begin

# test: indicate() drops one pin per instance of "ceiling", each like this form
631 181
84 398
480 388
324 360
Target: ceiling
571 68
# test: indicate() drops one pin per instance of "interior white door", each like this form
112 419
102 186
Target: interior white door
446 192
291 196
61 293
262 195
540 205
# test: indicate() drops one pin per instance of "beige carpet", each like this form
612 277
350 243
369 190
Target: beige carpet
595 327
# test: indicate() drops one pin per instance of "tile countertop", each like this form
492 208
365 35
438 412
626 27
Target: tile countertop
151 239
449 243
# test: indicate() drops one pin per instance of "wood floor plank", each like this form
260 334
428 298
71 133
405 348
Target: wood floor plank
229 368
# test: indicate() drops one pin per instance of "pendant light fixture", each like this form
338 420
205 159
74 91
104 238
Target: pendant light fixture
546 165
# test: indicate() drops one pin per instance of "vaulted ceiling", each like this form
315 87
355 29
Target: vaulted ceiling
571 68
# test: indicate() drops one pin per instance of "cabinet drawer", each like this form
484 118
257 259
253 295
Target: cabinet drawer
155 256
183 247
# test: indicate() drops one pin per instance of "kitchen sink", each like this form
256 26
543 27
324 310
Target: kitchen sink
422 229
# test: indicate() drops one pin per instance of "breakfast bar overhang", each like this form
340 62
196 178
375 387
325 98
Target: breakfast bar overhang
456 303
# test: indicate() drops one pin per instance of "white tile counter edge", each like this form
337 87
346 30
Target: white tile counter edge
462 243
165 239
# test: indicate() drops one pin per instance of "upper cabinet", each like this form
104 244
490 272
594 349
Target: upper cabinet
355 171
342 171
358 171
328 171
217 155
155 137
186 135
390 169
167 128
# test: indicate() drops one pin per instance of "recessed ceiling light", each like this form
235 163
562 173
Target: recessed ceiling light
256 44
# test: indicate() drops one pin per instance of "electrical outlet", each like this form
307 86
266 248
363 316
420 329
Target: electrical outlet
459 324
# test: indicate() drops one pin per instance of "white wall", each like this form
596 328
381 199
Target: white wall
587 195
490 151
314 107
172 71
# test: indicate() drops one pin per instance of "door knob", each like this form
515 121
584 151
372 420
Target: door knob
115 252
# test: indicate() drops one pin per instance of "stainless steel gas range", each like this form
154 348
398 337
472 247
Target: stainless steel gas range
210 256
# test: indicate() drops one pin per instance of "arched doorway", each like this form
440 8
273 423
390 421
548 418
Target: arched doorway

end

Short exercise: Gather every line of the material above that contains the word "steel", and copy each of those lines in full.

Answer for this exercise:
# test: indicate() drops one pin per instance of "stainless steel gas range", each like this form
Target: stainless steel gas range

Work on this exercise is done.